### Texte source
____________________
Les souvenirs des dégâts des inondations sont toujours bien présents dans la mémoire collective de la région. Les rivières descendant les massifs étant pour la plupart « corsetées » (action de contrôler la rivière en l'encadrant de murs ou de digues), elles ne peuvent se décharger de l'énergie accumulée par la pente lorsqu'elles sont encore en montagne et c'est donc dans la plaine qu'elle se libère générant les dégâts les plus fracassants. En effet, lorsqu'une rivière ne peut rogner ses berges et accumuler des solides (galets, graviers, roches) elle ne peut ralentir son débit et creuse en profondeur, dévorant souvent les fondations de ces constructions qui s'affaiblissent jusqu'à leur effondrement. « C'est un peu comme si vous faisiez une randonnée avec un sac à dos vide ou chargé de 40 kg » explique un expert « nul doute que vous ferez le chemin moins rapidement avec un sac à dos chargé. Il en va de même pour les rivières qui sont plus lentes lorsque chargées de matière».
Ne pas reproduire les mêmes erreurs... et pourtant
Malheureusement, suite aux derniers épisodes torrentiels, les subventions allouées à la reconstruction des dégâts causés par les inondations ne pouvaient l'être que si l'on reconstruisait à l'identique. Immanquablement, une telle logique ne pouvait mener qu'à la reproduction des mêmes problèmes ayant causés lesdits dégâts. Il fallait donc agir en amont, tant géographiquement que temporellement pour dissiper l'énergie dans les endroits le permettant, généralement entre les agglomérations, car il est bien plus complexe de réaliser cet objectif en raison de structures inamovibles comme les routes, les ponts ou les murs de soutènement plus denses dans les villages.
____________________
(Annotations des photos par polygones)

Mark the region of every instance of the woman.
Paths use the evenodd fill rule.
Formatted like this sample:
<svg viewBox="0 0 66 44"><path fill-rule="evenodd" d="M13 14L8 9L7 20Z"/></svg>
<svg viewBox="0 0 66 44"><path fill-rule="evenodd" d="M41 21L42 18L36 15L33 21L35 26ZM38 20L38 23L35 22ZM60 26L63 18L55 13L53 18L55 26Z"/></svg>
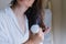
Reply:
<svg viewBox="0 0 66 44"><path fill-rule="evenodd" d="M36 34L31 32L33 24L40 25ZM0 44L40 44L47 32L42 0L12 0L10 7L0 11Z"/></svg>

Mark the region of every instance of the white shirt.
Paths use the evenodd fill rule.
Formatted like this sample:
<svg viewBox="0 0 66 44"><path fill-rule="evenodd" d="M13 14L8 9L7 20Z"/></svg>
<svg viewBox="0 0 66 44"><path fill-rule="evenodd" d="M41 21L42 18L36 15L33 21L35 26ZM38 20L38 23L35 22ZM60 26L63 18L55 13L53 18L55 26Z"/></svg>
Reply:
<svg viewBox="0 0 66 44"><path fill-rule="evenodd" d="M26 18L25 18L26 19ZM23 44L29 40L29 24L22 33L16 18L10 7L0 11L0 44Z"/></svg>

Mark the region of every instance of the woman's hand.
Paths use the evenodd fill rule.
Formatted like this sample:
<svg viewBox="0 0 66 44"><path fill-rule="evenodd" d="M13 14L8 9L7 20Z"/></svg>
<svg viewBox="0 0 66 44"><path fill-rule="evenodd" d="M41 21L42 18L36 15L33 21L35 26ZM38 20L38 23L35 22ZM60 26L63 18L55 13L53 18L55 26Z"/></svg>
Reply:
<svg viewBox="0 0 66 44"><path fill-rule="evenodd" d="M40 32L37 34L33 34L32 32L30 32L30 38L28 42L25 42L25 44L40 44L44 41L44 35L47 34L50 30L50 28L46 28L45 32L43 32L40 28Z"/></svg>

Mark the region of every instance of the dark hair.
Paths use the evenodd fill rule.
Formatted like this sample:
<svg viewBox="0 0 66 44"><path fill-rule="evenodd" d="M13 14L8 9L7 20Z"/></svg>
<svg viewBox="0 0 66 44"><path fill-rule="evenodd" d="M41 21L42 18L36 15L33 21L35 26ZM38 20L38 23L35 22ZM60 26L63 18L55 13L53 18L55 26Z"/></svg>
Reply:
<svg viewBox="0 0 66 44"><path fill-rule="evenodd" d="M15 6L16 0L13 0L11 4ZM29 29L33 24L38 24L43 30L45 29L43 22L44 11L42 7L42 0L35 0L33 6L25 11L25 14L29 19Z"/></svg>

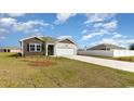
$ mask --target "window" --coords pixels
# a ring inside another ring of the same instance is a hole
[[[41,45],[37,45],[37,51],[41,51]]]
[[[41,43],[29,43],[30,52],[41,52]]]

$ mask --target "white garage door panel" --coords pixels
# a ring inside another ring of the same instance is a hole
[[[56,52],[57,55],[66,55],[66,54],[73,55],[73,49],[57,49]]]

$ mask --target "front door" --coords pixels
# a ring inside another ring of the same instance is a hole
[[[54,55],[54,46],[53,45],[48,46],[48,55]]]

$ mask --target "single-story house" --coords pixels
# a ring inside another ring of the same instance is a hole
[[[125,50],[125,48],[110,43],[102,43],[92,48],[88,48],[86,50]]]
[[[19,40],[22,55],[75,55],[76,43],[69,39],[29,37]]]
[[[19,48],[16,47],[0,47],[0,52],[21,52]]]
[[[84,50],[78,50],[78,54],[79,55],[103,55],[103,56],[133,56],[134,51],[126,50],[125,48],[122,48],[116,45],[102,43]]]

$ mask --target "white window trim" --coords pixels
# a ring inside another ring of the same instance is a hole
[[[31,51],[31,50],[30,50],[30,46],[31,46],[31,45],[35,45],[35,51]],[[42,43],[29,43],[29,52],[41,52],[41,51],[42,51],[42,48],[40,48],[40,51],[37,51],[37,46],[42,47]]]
____________________
### Consignes
1. Transformez en liste numérotée les lignes de la liste, depuis son début jusqu'à la ligne contenant « 18L25 18L26 19ZM23 » incluse, sans les lignes vides. Omettez les images dans la réponse.
2. Poursuivez le texte sur les inondations et les rivières corsetées à la suite de sa dernière phrase.

### Réponses par consigne
1.
1. Mark the region of every instance of the woman.
2. Paths use the evenodd fill rule.
3. Formatted like this sample:
4. <svg viewBox="0 0 66 44"><path fill-rule="evenodd" d="M13 14L8 9L7 20Z"/></svg>
5. <svg viewBox="0 0 66 44"><path fill-rule="evenodd" d="M41 21L42 18L36 15L33 21L35 26ZM38 20L38 23L35 22ZM60 26L63 18L55 13L53 18L55 26Z"/></svg>
6. Reply:
7. <svg viewBox="0 0 66 44"><path fill-rule="evenodd" d="M36 34L31 32L33 24L40 25ZM0 44L40 44L47 32L42 0L12 0L10 7L0 11Z"/></svg>
8. Mark the region of every instance of the white shirt.
9. Paths use the evenodd fill rule.
10. Formatted like this sample:
11. <svg viewBox="0 0 66 44"><path fill-rule="evenodd" d="M13 14L8 9L7 20Z"/></svg>
12. <svg viewBox="0 0 66 44"><path fill-rule="evenodd" d="M41 21L42 18L36 15L33 21L35 26ZM38 20L38 23L35 22ZM60 26L63 18L55 13L53 18L55 26Z"/></svg>
13. Reply:
14. <svg viewBox="0 0 66 44"><path fill-rule="evenodd" d="M26 18L25 18L26 19ZM23 44L29 40L29 24L22 33L16 18L10 7L0 11L0 44Z"/></svg>

2.
Le Syndicat Mixte Aude Centre, le Conseil régional Occitanie et l’Agence de l’eau Rhône Méditerranée Corse subventionnent actuellement un projet de recherche porté par le CNRS (Université de Paris, laboratoire PRODIG - Pôle de recherche pour l’organisation et la diffusion de l’information géographique). L'objectif vise la mobilisation de traceurs actifs (technologie RFID) comme outils d’évaluation et de suivi du transport solide (galets) en rivière. En effet, le 21 décembre 2020, les 100 délégués du Syndicat Aude Centre ont délibéré favorablement à l’unanimité ce partenariat à cette recherche dont le coût s’élève à 25 000 € répartis comme tels : Agence de l’Eau RMC 50 %; Conseil Régional 30 %; Syndicat Mixte Aude Centre 20%.
Une concentration d'efforts efficace
Une application aux cours d’eau du Minervois de la rive gauche de l’Aude (Argent Double, Clamoux) a fait l’objet d’une première mission de terrain du 28 février au 5 mars derniers avec l’équipe scientifique constituée de Gilles Arnaud-Fassetta – Professeur, université de Paris / UMR PRODIG ; Paul Passy – Maître de conférences, université de Paris / UMR PRODIG ; Olivier Theureaux – Étudiant stagiaire Master DYNARISK – Dynamique des milieux et risques, université de Paris / UMR PRODIG et Gabriel Melun, Chargé de mission recherche « Hydromorphologie et gestion sédimentaire », OFB – Office français de la biodiversité. Ces cours d’eau sont en effet suivis par Gilles Arnaud-Fassetta et son équipe depuis plus de 20 ans (durée d'étude sur un seul lieu plutôt rare en France) accumulant et étudiant de nombreuses données.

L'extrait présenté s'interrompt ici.